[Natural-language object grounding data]
»»
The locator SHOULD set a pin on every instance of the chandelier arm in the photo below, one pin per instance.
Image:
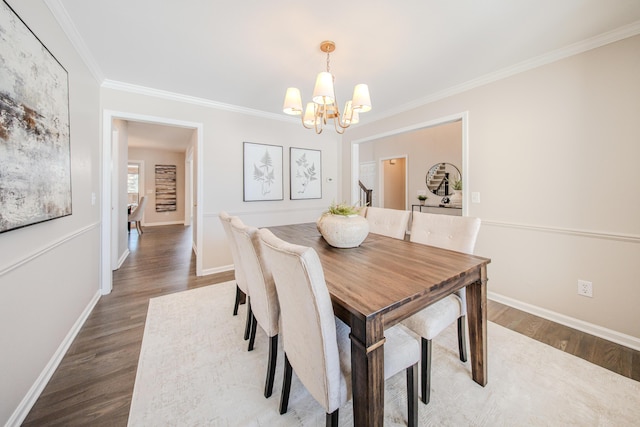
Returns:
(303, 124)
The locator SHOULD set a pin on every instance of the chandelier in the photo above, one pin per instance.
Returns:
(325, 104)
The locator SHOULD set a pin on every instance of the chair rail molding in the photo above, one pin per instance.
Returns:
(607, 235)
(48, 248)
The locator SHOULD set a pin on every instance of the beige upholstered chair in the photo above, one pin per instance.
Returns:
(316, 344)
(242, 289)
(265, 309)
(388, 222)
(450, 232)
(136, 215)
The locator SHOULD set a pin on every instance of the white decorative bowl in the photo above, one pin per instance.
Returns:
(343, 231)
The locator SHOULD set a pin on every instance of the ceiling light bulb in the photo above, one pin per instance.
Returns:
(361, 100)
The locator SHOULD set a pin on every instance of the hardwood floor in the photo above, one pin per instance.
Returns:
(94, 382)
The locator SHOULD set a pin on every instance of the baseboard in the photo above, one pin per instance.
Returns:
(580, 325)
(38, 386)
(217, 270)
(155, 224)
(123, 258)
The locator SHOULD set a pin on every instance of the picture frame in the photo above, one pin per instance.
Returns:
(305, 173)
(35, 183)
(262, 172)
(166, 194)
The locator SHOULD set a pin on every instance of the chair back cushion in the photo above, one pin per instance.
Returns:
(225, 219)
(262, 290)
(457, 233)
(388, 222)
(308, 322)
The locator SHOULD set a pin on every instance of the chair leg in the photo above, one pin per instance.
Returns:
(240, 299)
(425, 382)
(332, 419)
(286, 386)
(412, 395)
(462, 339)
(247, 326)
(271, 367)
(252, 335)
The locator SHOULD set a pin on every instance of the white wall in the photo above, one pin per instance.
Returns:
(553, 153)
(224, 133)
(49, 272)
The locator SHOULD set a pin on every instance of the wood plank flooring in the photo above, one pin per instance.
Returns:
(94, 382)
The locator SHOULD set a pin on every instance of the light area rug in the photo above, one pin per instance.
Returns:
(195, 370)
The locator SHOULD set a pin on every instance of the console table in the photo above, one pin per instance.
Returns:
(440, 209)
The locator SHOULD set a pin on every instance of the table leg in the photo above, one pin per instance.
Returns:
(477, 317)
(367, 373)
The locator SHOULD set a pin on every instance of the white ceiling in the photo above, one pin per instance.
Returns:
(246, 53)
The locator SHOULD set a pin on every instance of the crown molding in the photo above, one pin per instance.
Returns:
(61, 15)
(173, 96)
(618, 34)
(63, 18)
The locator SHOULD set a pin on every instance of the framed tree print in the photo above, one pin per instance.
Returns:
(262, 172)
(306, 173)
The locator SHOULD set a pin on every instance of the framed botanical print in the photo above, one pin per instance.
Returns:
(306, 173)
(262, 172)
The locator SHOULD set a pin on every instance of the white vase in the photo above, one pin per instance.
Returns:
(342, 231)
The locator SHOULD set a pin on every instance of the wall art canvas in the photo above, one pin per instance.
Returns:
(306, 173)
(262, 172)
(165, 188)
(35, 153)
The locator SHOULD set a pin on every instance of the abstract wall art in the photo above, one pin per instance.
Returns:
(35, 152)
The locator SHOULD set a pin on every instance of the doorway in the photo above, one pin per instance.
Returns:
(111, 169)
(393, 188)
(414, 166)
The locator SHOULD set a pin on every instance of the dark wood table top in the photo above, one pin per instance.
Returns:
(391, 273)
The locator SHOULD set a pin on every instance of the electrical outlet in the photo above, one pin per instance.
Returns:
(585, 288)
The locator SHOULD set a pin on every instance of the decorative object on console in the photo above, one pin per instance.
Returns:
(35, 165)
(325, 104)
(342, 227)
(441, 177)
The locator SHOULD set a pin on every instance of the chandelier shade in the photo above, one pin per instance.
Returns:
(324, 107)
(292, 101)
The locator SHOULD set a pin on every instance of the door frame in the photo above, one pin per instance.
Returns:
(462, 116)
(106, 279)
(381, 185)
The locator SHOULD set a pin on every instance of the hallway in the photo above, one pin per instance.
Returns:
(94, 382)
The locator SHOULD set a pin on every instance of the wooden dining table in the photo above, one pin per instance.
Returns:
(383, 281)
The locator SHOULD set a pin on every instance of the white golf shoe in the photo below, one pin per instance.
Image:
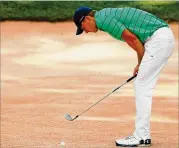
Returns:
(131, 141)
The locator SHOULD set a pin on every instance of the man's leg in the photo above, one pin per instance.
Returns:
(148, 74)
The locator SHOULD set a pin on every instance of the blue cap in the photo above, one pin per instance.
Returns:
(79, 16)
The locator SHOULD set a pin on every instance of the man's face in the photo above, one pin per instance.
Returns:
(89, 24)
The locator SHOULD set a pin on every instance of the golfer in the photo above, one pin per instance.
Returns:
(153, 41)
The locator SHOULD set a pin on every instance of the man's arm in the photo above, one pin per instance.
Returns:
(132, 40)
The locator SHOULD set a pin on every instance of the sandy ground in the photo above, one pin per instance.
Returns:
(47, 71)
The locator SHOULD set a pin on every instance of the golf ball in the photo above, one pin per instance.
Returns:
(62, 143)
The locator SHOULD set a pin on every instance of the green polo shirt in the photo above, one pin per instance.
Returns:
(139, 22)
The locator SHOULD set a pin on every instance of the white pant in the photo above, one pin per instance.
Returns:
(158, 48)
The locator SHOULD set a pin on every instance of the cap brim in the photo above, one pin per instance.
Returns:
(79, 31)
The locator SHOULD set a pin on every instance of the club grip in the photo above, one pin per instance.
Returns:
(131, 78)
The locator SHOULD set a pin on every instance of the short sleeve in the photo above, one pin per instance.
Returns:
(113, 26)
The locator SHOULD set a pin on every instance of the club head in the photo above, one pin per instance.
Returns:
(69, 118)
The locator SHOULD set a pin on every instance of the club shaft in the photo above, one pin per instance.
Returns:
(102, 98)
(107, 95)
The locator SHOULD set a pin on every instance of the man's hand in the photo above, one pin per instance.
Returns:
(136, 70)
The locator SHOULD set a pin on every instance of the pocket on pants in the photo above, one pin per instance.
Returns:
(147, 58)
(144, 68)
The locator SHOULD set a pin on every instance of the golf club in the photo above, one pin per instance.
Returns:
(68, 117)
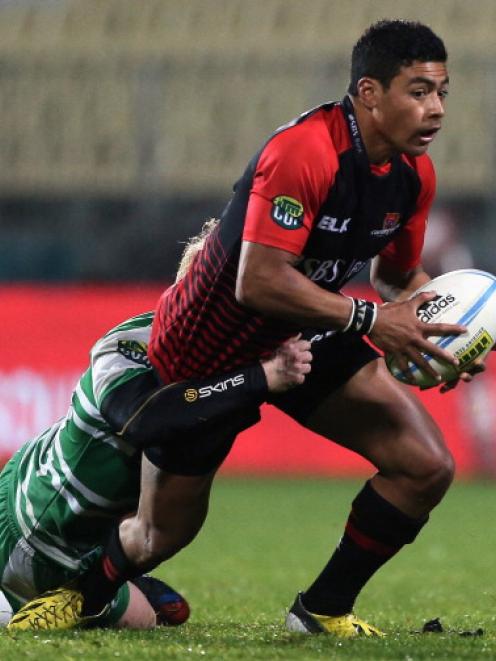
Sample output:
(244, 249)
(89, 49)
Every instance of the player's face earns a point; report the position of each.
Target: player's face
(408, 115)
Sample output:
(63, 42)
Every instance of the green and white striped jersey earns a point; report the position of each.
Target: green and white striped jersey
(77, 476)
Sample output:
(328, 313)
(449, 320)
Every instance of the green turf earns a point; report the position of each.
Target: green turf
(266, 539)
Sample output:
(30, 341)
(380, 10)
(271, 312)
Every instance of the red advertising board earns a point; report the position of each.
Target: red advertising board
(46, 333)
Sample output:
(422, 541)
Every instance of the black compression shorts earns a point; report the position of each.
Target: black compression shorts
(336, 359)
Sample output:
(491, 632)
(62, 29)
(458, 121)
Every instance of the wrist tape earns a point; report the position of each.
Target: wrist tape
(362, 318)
««
»»
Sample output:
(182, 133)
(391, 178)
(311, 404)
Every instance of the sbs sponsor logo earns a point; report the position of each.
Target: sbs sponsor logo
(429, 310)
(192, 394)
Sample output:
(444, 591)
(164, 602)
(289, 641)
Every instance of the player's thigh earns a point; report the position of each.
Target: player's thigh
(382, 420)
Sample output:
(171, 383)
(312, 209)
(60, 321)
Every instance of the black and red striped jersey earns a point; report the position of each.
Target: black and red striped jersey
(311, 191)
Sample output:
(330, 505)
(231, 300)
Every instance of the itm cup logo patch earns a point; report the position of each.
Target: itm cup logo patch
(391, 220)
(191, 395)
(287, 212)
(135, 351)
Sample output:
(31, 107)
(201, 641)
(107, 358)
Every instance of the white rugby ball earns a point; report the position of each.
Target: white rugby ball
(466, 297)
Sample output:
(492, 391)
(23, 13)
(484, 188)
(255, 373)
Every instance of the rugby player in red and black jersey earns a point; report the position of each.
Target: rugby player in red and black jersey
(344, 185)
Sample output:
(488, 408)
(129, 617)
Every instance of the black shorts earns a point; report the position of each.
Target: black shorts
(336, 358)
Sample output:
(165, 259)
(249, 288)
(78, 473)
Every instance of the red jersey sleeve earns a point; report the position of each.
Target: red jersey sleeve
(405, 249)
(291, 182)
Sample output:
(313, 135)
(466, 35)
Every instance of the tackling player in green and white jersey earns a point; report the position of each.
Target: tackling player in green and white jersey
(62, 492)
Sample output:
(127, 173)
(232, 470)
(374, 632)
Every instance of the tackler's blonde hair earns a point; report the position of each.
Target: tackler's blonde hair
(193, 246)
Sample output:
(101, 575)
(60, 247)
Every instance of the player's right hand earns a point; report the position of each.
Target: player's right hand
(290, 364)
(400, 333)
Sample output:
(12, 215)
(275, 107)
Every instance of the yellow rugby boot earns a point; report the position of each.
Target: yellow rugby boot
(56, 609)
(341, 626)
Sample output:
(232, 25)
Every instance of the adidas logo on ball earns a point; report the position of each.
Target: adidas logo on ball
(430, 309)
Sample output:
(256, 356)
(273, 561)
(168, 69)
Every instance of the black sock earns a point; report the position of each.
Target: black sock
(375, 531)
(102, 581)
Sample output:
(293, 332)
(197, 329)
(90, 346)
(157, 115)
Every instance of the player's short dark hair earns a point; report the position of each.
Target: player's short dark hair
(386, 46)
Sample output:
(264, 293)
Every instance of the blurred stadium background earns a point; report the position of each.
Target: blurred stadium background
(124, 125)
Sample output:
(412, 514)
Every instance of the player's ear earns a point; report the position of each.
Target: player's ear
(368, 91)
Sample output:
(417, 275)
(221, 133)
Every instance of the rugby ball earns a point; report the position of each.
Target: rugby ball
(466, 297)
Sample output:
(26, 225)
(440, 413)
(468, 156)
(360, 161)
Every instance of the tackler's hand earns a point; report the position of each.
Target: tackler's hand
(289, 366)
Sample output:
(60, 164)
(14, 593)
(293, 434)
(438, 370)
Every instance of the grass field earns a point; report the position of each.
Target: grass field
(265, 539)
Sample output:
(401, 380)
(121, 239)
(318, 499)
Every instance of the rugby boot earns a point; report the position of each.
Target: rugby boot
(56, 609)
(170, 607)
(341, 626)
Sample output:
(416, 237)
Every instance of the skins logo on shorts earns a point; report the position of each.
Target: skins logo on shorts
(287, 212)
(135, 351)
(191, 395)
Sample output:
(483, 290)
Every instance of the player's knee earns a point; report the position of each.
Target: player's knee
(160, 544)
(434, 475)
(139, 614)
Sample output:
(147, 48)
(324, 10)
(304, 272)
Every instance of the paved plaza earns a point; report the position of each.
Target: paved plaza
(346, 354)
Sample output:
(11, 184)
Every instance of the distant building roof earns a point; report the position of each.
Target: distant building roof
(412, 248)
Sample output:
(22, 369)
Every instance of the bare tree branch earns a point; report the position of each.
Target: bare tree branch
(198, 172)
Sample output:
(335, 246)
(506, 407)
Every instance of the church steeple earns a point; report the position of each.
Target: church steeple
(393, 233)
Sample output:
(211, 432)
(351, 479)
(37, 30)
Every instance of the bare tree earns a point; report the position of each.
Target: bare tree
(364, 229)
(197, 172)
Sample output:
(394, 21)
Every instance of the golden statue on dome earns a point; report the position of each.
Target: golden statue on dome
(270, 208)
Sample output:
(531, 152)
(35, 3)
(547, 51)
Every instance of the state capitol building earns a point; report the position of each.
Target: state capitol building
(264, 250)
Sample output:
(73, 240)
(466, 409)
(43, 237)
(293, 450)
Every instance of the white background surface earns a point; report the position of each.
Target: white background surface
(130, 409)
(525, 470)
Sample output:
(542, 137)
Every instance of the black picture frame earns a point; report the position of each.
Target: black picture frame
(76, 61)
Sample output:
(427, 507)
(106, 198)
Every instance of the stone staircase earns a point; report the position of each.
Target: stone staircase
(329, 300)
««
▶ _PROMPT_
Only lines that include "below" belong in the answer; return them from the entries above.

▶ _SOLUTION TO THIS PROBLEM_
The locator SHOULD set a pin on every instance of the chandelier arm in the photo below, one pin per instance.
The locator SHOULD set a pin on every instance of the white golf shoe in the photo below, one pin per instance.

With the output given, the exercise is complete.